-- BEGIN Excerpted data --

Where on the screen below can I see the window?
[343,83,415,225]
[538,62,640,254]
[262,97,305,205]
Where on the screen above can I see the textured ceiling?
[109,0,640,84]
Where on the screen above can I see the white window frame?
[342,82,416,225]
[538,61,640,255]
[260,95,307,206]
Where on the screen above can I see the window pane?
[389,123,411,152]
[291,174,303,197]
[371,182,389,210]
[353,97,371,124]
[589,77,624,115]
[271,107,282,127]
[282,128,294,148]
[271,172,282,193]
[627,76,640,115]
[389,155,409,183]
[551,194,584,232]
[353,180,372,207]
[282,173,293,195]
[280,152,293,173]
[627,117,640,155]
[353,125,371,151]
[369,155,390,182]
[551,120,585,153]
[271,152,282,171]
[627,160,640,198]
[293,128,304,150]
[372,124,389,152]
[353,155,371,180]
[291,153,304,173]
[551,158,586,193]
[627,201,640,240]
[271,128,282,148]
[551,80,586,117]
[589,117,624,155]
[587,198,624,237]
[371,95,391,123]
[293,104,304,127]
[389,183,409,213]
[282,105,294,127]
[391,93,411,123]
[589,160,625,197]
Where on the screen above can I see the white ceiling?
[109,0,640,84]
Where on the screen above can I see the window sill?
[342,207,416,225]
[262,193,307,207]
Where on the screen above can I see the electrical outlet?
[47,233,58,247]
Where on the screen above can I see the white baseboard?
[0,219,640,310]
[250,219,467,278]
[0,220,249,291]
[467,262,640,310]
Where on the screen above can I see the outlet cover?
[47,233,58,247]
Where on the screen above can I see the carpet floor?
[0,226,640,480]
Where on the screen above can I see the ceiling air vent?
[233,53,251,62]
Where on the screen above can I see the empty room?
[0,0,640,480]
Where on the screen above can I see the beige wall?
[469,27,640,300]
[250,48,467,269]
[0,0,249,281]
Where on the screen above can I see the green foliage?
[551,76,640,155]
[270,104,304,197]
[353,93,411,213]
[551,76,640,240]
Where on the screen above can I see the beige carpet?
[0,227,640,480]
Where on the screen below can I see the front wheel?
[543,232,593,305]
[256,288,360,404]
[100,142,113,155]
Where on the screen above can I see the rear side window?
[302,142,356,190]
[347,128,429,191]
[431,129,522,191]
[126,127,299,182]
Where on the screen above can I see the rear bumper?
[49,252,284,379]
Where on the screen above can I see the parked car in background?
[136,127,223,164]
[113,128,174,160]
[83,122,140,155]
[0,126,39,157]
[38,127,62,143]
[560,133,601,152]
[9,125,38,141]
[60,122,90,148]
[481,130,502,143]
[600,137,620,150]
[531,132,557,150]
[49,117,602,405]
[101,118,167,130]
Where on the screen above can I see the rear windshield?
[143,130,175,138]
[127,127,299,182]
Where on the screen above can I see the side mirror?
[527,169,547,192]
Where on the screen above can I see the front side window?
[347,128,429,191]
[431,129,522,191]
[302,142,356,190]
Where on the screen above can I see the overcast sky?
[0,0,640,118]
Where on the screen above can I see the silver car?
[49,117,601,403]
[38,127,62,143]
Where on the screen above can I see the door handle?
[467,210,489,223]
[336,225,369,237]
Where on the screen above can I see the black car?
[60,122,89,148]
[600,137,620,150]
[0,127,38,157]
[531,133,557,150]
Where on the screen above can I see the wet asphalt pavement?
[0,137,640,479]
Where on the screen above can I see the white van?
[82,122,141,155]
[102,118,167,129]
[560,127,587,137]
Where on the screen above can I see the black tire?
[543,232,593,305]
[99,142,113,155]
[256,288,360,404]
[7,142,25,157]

-- END Excerpted data --

[Exercise aim] Reproduce every item above verbatim, in the same order.

[Written response]
Where on the screen below can I see the window?
[343,83,415,225]
[538,62,640,254]
[262,97,305,205]
Where on the screen above can I see the textured ceiling?
[109,0,640,84]
Where on the screen above can I see the white window frame?
[342,82,416,225]
[538,61,640,255]
[260,95,307,206]
Where on the screen above can I see the window pane?
[389,123,411,152]
[291,174,303,197]
[371,182,389,210]
[353,97,371,124]
[589,77,624,115]
[271,107,282,127]
[282,128,294,148]
[271,172,282,193]
[627,76,640,115]
[389,155,409,183]
[551,194,584,232]
[353,180,372,207]
[282,173,293,195]
[280,152,293,173]
[627,117,640,155]
[353,125,371,151]
[369,155,390,182]
[551,120,585,153]
[271,152,282,171]
[627,160,640,198]
[293,128,304,150]
[372,124,389,152]
[353,155,371,180]
[291,153,304,173]
[551,158,586,193]
[627,201,640,240]
[271,128,282,148]
[551,80,586,117]
[589,117,624,155]
[587,198,624,237]
[371,95,391,123]
[293,104,304,127]
[389,183,409,213]
[282,105,294,127]
[391,93,411,123]
[589,160,625,197]
Where on the screen above can I see the white ceiling?
[109,0,640,84]
Where on the screen above can I see the window sill?
[342,207,416,225]
[262,193,307,207]
Where on the screen above can I see the electrical outlet?
[47,233,58,247]
Where on the screen above can I see the white baseboard?
[0,219,640,310]
[250,219,467,278]
[0,220,249,291]
[467,262,640,310]
Where on the screen above can I see the outlet cover?
[47,233,58,247]
Where on the screen above can I see the carpet floor?
[0,226,640,480]
Where on the screen above can I see the ceiling air vent?
[233,53,251,62]
Where on the screen above can I see the empty room?
[0,0,640,480]
Where on the screen above can I see the beige wall?
[469,27,640,300]
[250,48,467,269]
[0,0,249,281]
Where on the screen above can I see the green foliage?
[551,76,640,155]
[270,104,304,197]
[353,93,411,213]
[551,76,640,240]
Where on the screen above can I see the beige carpet?
[0,227,640,480]
Where on the screen below can I see the front wheel?
[543,232,593,305]
[256,288,360,404]
[100,142,113,155]
Where on the screen above can I see the rear side window?
[302,142,356,190]
[347,128,429,191]
[431,129,522,191]
[126,127,299,182]
Where on the screen above can I see the rear bumper?
[49,252,284,379]
Where on the screen above can I see the parked car in background?
[136,127,223,164]
[113,128,174,160]
[83,122,140,155]
[0,126,39,157]
[38,127,62,143]
[560,133,601,152]
[9,125,38,141]
[60,122,90,148]
[481,130,502,143]
[600,137,620,150]
[531,132,557,150]
[49,117,602,405]
[101,118,167,130]
Where on the screen above can I see the rear windshield?
[143,130,175,138]
[127,127,299,182]
Where on the screen above can I see the side mirror?
[527,169,547,192]
Where on the screen above can I see the front side window?
[347,128,429,191]
[431,129,522,191]
[302,142,356,190]
Where on the screen above can I see the overcast sky?
[0,0,640,118]
Where on the screen above can I see the silver car?
[49,117,601,403]
[38,127,62,143]
Where on the screen above can I see the door handle?
[467,210,489,223]
[336,225,369,237]
Where on the screen above can I see the black car?
[60,122,89,148]
[600,137,620,150]
[0,127,38,157]
[531,133,557,150]
Where on the screen above can I see the wet asphalt pavement?
[0,137,640,479]
Where on the screen above can I see the white van?
[82,122,141,155]
[102,118,167,129]
[560,127,587,137]
Where on the screen above can I see the black tire?
[543,232,593,305]
[99,142,113,155]
[256,288,360,404]
[7,142,25,157]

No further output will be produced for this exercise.